• [Written task A]: In the text on ancient Cypriot pottery, who established the typo-chronology of Cypriot pottery for the Iron Age?
• [Written task B]: Write the next part of the text on ancient Cypriot pottery, picking up right after its final line.

• [Excerpt to read]:
The pottery of ancient Cyprus starts during the Neolithic period. 
Throughout the ages, Cypriot ceramics demonstrate many connections with cultures from around the Mediterranean.
During the Early and Middle Bronze Ages, it is especially imaginative in shape and decoration. There are also many early terracotta figurines that were produced depicting female figures.

The typo-chronology of Cypriot pottery for the Iron Age was established by Einar Gjerstad based on material excavated by the Swedish Cyprus Expedition. Gjerstad divided the Iron Age into three periods, the Cypro-Geometric (1050-750 BC), the Cypro-Archaic (750-480 BC) and the Cypro-Classical (480-310 BC), which are in turn subdivided, the CG I-III, the CA I-II and the CC I-II, each period corresponds to one pottery Type, with a total of seven, Types I-VII. The exact dates of the chronology of Gjerstad have been slightly revised following more current research. The typochronology is explained in his main work Swedish Cyprus Expedition IV, 2. The Cypro-geometric, Cypro-archaic and Cypro-classical Periods (1948) with further remarks made in the article Pottery Types, Cypro-Geometric to Cypro-Classical (1960).

Neolithic Age
The earliest widely used ceramics during the 5th millennium BC are of the Dark Faced Burnished Ware type. 
This ceramic technique was followed by the following techniques:
 Red on White ware
 "Combed ware" 
 Painted and Combed ware, a combination of the two previous types

Bronze Age 

"Red Polished Ware" has been found from the start of the Bronze Age in Cyprus.

White-slip Ware was made c. 1600-1200 BC.

Base-ring Ware is also considered to be a "typical Cypriot" ceramic "of the Late Bronze Age".

Early Iron Age

During the Iron Age the pottery was "colorful and often elaborately painted with geometric or figural motifs. Intricate 'Free-field' compositions graced juglets and jars. Ubiquitous concentric circles were applied to jars, juglets, bowls and kraters using multiple brushes. Finer wares like plates, bowls and jugs were made on the fast wheel, while larger forms like amphoras, amphoroid kraters and pithoi were built with a combination of techniques: wheel throwing, hand coiling or molding."

Cypro-Geometric I
During the period 1050-950 BC, characteristic pottery were
 "White Painted I"
 "Bichrome I" Ware"
 "Plain White I"
 "Black Slip I"

Cypro-Geometric II
During the period 950-900 BC, characteristic pottery were
 "White Painted II Ware"
 "Bichrome II"
 "Plain White II"
 "Black Slip II"

• [Provided data]:
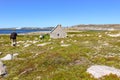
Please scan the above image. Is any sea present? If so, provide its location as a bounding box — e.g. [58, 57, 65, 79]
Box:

• [Expected output A]: Einar Gjerstad, based on material excavated by the Swedish Cyprus Expedition.

• [Expected output B]:
Cypro-Geometric III
During the period 900-750 BC, characteristic pottery were
 White Painted III Ware
 Bichrome III
 Plain White III
 Black Slip III
 Red Slip I
 Black on Red I
 Grey & Black Polished I

Cypro-Archaic I
During the period 750-600 BC, characteristic pottery were
 White Painted IV "Free-field Style"
 Bichrome IV "Free-field Style"
 Plain White IV
 Black Slip IV
 Red Slip II
 Black on Red II
 Grey & Black Polished II
 Bichrome Red I

Cypro-Archaic II
During the period 600-480 BC, characteristic pottery were
 White Painted V Ware
 Bichrome V
 Plain White V
 Black Slip V
 Red Slip III
 Black on Red III
 Bichrome Red II

Cypro-Classical I
During the period 480-400 BC, characteristic pottery were
 White Painted VI Ware
 Bichrome VI
 Plain White VI
 Black Slip VI
 Red Slip IV
 Black on Red IV
 Bichrome Red III
 Black & Grey Lustrous I
 Stroke Polished I

Cypro-Classical II
During the period 400-310 BC, characteristic pottery were
 White Painted VII Ware
 Bichrome VII
 Plain White VII
 Red Slip V
 Black on Red V
 Black & Grey Lustrous II
 Stroke Polished II

References

Further reading
Boardman, John. 2001. The History of Greek Vases: Potters, Painters, Pictures. New York: Thames & Hudson.
Cook, Robert Manuel, and Pierre Dupont. 1998. East Greek Pottery. London: Routledge.
Farnsworth, Marie. 1964. "Greek Pottery: A Mineralogical Study." American Journal of Archaeology 68 (3): 221–28. 
Gjerstad, Einar, and Yves Calvet. 1977. Greek Geometric and Archaic Pottery Found In Cyprus. Stockholm: Svenska institutet i Athen.
Luke, Joanna. 2003. Ports of Trade, Al Mina and Geometric Greek Pottery In the Levant. Oxford: Archaeopress.

See also

 Larnaca District Archaeological Museum
 Cyprus Museum
 Pierides Museum (Larnaca)
 Pit–Comb Ware culture
 Slip (ceramics)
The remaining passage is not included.